PERINTAH A: Tolong pilih setiap baris dalam catatan yang memuat kata "white".

Jadi, agar pola itu tidak berulang, saya memohon dengan sangat kepada Bapak, please, jangan maju jadi calon presiden 2019, apa pun yang terjadi. Sekiranya Bapak bersikeras juga untuk maju menjadi capres, maka saya akan tergoda berspekulasi bahwa Bapak sebetulnya berniat menjadi gubernur semata-mata agar Bapak bisa lebih mudah maju menjadi capres. Dan, kalau memang nanti Bapak maju menjadi capres, bahkan berhasil menjadi presiden, maka, mengingat semua kekacauan dan keributan yang terjadi selama ini, mungkin saya akan mempertimbangkan untuk mempertanyakan “logika” Tuhan.
Untuk Anda, Pak Wagub, saya juga punya sedikit pesan.
Nanti kalau Bapak dipanggil polisi untuk diperiksa atas beberapa kasus hukum yang sedang menimpa Bapak, segera datang ya, Pak. Saya percaya Bapak akan menjaga kesehatan baik-baik agar tidak jatuh sakit, apalagi sampai harus dipasangi ring jantung, seperti siapa itu, saya lupa namanya.

PERINTAH B:
Jawab pertanyaan berikut berdasarkan teks di atas.
(i) Penulis memohon agar Bapak tidak maju menjadi apa pada 2019?
(ii) Kepada siapa penulis juga menyampaikan sedikit pesan?
(iii) Apa yang diminta penulis jika Bapak dipanggil polisi untuk diperiksa?

DATA UNTUK DIOLAH:
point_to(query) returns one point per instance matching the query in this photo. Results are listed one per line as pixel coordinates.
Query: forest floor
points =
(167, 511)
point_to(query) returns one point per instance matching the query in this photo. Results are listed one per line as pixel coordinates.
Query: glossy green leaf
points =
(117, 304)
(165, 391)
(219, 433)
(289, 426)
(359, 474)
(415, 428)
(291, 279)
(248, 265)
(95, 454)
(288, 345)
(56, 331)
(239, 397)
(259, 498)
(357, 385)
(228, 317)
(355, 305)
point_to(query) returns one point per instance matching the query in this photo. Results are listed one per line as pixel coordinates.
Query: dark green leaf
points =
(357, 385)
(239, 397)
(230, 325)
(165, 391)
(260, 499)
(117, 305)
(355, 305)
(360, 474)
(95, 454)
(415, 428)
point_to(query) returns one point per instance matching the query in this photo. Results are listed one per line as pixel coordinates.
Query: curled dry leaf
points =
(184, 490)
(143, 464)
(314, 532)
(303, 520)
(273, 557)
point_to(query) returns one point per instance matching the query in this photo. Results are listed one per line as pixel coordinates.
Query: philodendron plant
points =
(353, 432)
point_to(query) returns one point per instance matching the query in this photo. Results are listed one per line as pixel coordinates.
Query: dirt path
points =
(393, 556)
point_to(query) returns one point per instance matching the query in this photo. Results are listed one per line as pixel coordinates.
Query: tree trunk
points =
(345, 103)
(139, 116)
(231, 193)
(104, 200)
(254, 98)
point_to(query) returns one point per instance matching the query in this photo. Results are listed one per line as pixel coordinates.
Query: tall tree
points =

...

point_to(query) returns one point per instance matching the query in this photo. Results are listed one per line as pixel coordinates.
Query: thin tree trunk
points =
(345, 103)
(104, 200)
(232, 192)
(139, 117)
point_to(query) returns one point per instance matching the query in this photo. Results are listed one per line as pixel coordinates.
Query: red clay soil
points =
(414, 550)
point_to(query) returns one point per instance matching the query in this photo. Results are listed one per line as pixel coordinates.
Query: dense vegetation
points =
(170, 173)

* * *

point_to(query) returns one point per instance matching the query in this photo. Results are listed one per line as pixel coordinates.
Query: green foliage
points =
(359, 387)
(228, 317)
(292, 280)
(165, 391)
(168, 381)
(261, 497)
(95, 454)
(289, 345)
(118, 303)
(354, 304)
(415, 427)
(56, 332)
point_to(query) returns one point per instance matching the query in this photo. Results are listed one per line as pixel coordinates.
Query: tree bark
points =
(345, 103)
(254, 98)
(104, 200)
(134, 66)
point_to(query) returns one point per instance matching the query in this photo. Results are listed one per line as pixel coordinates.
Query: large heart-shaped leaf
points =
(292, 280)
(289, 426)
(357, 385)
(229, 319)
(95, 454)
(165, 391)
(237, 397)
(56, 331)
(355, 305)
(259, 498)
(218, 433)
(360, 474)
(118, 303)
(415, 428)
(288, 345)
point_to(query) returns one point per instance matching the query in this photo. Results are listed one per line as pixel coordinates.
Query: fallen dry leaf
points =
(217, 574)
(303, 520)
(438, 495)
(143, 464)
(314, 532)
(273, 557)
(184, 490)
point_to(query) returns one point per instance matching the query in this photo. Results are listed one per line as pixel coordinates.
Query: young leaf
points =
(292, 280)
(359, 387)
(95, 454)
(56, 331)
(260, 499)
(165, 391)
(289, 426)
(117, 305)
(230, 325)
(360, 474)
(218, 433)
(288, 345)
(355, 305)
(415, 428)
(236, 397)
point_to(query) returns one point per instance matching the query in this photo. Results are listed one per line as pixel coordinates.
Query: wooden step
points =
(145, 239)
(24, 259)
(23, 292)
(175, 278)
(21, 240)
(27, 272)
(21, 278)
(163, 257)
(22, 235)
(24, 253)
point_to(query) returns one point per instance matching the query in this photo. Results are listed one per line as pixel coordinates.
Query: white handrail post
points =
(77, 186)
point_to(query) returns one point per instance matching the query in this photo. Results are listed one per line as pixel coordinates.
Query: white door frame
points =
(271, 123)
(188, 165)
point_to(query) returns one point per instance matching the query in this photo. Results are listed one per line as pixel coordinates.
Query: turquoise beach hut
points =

JAWABAN A:
Query: white handrail post
Query: white door frame

JAWABAN B:
(i) Calon presiden.
(ii) Pak Wagub.
(iii) Segera datang.